Work to complete:
Count the lines in the data below that contain the string "chrome", treating uppercase and lowercase as different. Reply with the number alone.

Records provided:
-- START --

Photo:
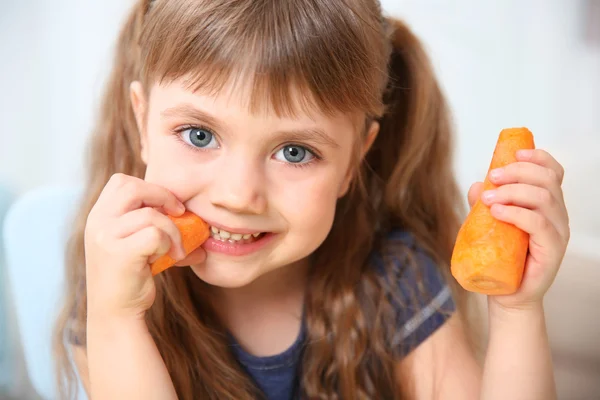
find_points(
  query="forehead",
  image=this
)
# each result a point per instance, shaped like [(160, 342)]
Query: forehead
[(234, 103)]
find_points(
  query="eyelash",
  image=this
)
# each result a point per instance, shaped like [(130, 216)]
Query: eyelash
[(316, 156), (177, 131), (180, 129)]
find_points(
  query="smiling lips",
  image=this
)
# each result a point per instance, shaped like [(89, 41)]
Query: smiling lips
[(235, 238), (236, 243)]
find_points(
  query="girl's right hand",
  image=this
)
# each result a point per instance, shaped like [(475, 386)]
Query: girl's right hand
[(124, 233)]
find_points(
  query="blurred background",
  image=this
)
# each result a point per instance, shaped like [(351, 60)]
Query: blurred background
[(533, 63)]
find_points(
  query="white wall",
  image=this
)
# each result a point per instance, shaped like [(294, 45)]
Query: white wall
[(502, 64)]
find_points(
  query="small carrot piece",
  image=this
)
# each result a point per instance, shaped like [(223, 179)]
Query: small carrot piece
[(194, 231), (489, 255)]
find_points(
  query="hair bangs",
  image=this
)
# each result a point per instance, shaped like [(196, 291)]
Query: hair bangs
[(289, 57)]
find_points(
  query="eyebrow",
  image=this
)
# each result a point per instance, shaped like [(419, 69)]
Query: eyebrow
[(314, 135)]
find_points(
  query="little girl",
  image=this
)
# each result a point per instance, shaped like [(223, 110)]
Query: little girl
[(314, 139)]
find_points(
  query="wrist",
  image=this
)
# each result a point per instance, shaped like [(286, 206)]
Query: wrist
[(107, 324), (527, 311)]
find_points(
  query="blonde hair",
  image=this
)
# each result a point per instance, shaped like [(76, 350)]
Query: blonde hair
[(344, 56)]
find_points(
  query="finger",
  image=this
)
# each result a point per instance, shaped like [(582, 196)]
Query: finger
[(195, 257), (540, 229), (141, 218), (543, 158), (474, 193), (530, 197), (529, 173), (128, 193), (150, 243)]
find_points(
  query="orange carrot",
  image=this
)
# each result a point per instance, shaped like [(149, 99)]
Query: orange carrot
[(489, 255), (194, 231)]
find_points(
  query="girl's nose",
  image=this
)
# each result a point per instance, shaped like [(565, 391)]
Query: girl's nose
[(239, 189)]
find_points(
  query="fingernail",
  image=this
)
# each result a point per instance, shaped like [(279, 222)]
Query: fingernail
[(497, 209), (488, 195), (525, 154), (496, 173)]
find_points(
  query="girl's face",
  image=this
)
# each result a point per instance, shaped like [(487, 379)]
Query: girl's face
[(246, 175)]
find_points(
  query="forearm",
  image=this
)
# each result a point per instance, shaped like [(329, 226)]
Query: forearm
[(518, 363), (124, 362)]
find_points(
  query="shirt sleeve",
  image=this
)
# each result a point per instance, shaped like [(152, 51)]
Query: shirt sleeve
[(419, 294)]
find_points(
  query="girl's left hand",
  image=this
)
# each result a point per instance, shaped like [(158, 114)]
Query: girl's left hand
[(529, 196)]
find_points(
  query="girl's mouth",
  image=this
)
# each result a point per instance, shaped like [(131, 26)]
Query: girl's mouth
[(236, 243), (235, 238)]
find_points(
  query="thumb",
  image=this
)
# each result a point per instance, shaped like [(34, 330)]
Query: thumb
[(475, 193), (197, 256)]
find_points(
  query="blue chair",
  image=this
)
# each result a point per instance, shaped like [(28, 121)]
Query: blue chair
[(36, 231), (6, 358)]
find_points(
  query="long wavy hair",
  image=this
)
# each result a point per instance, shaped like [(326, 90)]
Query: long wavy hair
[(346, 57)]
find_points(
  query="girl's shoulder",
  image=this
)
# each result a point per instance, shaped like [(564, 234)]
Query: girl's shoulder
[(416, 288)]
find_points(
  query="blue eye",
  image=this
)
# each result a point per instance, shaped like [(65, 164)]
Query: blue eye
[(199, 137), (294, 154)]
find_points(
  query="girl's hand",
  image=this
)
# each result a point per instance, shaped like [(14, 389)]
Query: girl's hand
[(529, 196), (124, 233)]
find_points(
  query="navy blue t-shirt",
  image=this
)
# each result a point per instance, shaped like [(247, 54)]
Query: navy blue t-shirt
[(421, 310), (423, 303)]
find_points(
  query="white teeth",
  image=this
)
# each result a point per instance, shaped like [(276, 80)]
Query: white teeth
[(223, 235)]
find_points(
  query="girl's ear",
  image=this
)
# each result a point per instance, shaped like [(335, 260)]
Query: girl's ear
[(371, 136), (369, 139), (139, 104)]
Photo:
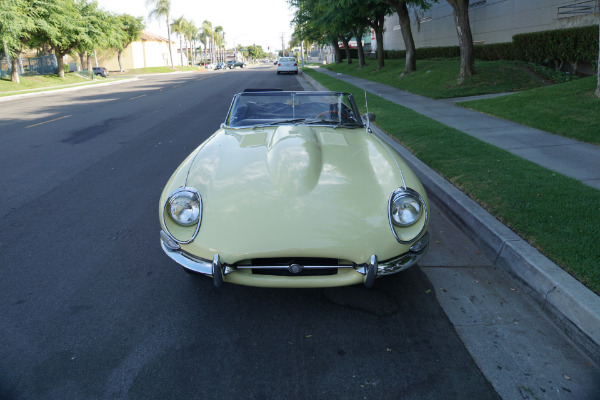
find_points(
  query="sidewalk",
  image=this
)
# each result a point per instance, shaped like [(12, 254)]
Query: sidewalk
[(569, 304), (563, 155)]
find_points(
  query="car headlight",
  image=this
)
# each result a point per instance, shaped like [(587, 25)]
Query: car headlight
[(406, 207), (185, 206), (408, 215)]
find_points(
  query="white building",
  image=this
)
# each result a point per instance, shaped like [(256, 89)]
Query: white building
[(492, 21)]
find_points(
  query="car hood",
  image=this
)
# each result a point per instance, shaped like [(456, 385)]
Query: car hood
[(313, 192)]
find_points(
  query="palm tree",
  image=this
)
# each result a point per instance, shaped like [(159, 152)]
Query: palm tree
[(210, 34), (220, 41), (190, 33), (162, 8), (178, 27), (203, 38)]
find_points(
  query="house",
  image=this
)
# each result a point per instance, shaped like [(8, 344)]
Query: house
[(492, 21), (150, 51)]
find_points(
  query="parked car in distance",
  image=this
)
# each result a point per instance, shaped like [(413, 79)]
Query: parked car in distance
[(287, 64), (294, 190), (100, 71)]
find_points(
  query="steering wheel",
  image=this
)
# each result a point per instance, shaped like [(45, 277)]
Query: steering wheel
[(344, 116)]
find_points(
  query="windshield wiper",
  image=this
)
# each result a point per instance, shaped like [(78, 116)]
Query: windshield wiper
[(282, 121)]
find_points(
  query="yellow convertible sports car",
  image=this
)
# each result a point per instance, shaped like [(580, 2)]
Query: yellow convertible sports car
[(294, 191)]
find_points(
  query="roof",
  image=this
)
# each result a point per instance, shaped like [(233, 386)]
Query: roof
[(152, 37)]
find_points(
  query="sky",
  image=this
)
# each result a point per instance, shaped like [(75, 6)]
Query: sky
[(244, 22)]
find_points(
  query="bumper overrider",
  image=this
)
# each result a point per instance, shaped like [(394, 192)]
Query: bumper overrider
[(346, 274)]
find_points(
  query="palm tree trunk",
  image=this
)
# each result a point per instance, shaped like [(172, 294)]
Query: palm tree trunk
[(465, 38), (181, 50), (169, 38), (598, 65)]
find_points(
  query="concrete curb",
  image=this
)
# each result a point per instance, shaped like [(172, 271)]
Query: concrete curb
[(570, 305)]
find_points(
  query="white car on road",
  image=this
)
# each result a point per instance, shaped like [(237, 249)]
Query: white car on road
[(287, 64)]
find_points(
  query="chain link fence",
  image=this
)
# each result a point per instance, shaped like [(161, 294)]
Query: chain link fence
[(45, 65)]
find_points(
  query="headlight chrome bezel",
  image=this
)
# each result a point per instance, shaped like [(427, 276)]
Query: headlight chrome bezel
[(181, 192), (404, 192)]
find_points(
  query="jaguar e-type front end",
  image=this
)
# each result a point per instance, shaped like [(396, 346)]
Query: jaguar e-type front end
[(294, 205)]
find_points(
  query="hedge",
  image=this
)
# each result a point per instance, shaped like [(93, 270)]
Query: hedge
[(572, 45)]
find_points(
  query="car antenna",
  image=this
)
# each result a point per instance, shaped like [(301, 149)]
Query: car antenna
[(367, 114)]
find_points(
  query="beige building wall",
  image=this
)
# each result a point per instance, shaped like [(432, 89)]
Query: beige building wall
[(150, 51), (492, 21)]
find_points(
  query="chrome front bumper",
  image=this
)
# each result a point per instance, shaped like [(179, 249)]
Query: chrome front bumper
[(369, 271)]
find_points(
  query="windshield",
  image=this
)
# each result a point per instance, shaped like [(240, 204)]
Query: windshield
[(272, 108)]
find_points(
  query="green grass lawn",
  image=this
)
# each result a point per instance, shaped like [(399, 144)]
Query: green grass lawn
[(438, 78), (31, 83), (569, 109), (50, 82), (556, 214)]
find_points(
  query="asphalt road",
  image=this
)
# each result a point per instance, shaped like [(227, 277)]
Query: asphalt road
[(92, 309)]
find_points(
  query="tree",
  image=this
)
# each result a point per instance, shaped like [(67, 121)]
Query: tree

-- END --
-- START --

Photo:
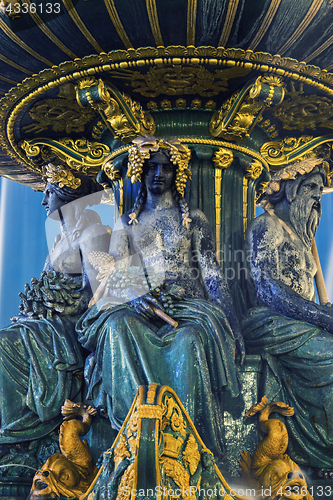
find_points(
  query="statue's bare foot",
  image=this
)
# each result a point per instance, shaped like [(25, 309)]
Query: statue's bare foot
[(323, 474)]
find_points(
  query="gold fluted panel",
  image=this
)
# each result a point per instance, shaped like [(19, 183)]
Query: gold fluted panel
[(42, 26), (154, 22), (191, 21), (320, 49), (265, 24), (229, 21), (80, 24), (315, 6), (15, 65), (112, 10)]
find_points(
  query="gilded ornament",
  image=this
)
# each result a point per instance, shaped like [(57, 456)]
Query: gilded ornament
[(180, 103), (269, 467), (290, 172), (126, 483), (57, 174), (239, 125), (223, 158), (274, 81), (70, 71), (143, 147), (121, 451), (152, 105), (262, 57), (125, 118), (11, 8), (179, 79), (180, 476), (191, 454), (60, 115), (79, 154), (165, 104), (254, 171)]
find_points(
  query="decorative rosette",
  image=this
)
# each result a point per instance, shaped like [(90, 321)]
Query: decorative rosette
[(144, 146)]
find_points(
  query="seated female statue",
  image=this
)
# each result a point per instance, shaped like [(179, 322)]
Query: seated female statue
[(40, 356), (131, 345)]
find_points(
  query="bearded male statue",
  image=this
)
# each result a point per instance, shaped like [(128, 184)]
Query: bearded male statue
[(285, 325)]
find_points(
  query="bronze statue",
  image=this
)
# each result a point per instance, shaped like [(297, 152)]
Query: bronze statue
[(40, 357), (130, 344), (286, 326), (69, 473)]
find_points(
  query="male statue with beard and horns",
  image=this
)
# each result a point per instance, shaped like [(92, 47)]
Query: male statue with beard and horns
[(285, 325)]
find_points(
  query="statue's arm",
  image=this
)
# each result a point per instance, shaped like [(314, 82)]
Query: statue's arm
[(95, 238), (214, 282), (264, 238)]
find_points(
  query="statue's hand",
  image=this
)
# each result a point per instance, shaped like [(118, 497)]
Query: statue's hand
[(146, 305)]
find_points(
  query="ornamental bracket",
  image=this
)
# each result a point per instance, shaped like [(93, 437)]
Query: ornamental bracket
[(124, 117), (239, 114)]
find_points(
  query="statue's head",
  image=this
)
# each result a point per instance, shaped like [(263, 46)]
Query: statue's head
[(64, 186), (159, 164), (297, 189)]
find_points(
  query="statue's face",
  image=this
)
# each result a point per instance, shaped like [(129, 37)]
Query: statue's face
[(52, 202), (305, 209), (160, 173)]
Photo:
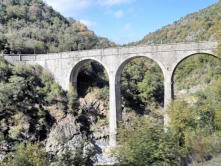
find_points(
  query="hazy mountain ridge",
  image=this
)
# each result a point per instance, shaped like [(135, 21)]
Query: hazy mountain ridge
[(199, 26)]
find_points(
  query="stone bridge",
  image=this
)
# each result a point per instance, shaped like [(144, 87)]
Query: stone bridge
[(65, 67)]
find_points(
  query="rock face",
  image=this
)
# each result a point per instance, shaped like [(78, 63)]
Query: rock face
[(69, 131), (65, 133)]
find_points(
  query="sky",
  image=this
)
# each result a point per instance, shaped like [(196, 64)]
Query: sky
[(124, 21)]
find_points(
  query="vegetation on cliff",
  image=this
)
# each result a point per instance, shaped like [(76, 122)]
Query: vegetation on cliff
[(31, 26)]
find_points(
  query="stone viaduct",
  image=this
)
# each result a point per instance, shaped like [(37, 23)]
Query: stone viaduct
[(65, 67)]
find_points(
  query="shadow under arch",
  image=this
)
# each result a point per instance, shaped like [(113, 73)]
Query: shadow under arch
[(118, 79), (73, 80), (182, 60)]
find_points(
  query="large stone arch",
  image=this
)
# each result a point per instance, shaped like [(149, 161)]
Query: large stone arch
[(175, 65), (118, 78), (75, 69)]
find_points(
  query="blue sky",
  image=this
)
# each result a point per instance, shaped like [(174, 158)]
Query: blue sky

-- END --

Answer to this task:
4